__Extract provided__:
+++

# What is a Shihan in the Bujinkan?



## Fushichou (Sep 10, 2007)

Okay, I have yet to study in the Bujinkan, but I am interested in doing so and I'm trying to understand as much about the organization as I can before I join.

I understand Shidoshi-ho and Shidoshi (or at least I think I do), that anyone between 1st and 4th Dan can be sponsored by a Shidoshi and become a Shidoshi-ho and award up to one rank below their current rank through the training they offer, and once a member reaches 5th Dan they may become a Shidoshi and award up to 4th Dan through the training they offer.

However, what is the distinction between a Shidoshi and a Shihan, and are there any privileges that come with being a Shihan?  

From what I can gather, you either become a Shihan at either 15th Dan, 10th Dan, or by consensus of Hatsumi-sensei and the other Shihan, and being a Shihan means you have a plaque with your name on it at the Bujinkan hombu dojo, and sometimes a Shihan will administer the 5th Dan test under the supervision of Hatsumi-sensei.  

So, what do I not understand about the role of the title of Shihan within the Bujinkan?


----------



## DWeidman (Sep 10, 2007)

Fushichou said:


> However, what is the distinction between a Shidoshi and a Shihan, and are there any privileges that come with being a Shihan?
> 
> From what I can gather, you either become a Shihan at either 15th Dan, 10th Dan, or by consensus of Hatsumi-sensei and the other Shihan...



The rule I like the most is:  You aren't a shihan until the original shihan group refer to you as a shihan.  



Fushichou said:


> So, what do I not understand about the role of the title of Shihan within the Bujinkan?



Looks like you covered your bases pretty well.  You understand it as well as most anyone does.

Be wary of anyone claiming to be a Shihan themselves.  It is an honorific.  Most round eyes with that title on their own web-page don't fit under my rule...

-Daniel


----------



## Grey Eyed Bandit (Sep 10, 2007)

Fushichou said:


> However, what is the distinction between a Shidoshi and a Shihan, and are there any privileges that come with being a Shihan?


 
People have been known to say that you're a shihan when other shihan refer to you by that title. 
My opinion is that you're a shihan when other shihan refer to you by that title even when you're not present.

As for priviliges, the most diplomatic answer I can give you is this - because there are no limits to how far you can progress within the Bujinkan, some people are bound to choose the easy way. Basically this means that assuming that all things are in order, you can be just as good or as bad as you want to be, and everyone could care less about which.

+++

__Data excerpts__:
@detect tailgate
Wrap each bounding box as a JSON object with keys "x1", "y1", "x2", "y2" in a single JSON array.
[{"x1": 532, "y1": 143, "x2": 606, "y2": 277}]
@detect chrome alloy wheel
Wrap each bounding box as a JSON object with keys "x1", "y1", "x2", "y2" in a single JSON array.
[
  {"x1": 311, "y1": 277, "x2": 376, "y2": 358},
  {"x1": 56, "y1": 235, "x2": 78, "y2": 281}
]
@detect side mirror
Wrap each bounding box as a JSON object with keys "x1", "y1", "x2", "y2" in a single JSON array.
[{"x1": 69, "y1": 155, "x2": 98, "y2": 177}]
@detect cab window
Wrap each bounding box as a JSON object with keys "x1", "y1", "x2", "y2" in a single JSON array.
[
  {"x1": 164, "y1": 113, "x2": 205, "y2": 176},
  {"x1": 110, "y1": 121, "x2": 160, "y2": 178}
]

+++

__Request A__: In the forum thread about the Shihan title in the Bujinkan, what rule does DWeidman say he likes the most?
__Request B__: Reproduce the passage of the forum thread about the Shihan title that runs from "Okay, I have" up to and including "before I join.".

__Complete response A__: You aren't a shihan until the original shihan group refer to you as a shihan.

__Complete response B__:
Okay, I have yet to study in the Bujinkan, but I am interested in doing so and I'm trying to understand as much about the organization as I can before I join.